BEGIN
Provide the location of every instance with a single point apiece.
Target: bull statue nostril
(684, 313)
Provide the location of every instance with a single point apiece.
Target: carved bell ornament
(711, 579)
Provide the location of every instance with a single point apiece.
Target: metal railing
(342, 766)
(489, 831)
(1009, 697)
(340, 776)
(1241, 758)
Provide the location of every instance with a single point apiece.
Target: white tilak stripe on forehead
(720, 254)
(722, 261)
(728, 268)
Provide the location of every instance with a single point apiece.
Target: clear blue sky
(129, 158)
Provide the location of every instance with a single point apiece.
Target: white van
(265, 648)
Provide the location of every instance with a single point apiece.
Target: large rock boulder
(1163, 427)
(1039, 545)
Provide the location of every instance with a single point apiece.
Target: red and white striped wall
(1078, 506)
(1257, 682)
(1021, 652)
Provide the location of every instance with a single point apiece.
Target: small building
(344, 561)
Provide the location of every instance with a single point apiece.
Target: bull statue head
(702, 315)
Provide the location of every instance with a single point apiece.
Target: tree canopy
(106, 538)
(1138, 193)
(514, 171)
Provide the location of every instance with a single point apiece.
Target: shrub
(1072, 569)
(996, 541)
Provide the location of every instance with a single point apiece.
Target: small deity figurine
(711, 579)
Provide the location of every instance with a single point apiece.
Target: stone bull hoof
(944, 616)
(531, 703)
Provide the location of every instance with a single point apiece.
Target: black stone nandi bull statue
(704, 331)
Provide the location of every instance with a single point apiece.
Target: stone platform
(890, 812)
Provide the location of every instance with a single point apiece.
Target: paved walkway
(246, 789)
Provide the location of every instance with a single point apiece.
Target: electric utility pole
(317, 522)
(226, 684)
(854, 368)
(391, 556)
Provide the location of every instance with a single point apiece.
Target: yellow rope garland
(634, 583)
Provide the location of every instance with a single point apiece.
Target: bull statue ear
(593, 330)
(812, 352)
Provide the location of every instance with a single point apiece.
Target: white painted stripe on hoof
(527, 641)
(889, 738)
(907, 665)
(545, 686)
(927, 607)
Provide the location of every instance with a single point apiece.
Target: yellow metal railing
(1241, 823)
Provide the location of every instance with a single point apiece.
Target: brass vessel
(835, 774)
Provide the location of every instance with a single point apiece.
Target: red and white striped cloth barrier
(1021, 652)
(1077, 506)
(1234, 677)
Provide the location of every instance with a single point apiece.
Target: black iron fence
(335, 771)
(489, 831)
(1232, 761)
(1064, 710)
END
BEGIN
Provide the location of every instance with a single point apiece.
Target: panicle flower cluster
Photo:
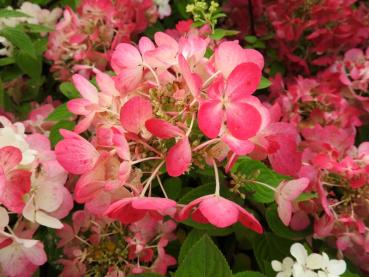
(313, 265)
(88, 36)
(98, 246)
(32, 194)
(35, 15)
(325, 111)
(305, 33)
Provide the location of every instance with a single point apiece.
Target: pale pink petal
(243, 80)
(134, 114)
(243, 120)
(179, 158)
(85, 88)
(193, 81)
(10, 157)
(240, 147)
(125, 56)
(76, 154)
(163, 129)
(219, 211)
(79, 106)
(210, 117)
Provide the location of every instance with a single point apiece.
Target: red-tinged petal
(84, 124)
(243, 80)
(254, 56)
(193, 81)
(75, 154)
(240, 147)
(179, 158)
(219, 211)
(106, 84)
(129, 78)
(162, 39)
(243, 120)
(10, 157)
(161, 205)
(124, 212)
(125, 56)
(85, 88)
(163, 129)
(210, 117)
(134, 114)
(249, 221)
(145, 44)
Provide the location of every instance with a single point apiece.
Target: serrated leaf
END
### Task statement
Your reply is to repeat, unchanged, the lines above running from the one with "Target: pale pink petal" up to and including the one with "Target: serrated leaf".

### Result for this task
Target: pale pink petal
(243, 80)
(134, 114)
(243, 120)
(179, 158)
(85, 88)
(193, 81)
(10, 157)
(240, 147)
(125, 56)
(76, 154)
(163, 129)
(219, 211)
(79, 106)
(210, 117)
Provide the location of every instance with a single point apiece.
Target: red-tinged petal
(84, 124)
(243, 80)
(254, 56)
(193, 81)
(75, 154)
(240, 147)
(179, 158)
(219, 211)
(106, 84)
(129, 78)
(162, 39)
(243, 120)
(10, 157)
(161, 205)
(124, 212)
(125, 56)
(85, 88)
(163, 129)
(210, 117)
(134, 114)
(249, 221)
(145, 44)
Provide the location of every instance with a single point apiece.
Target: serrated leaf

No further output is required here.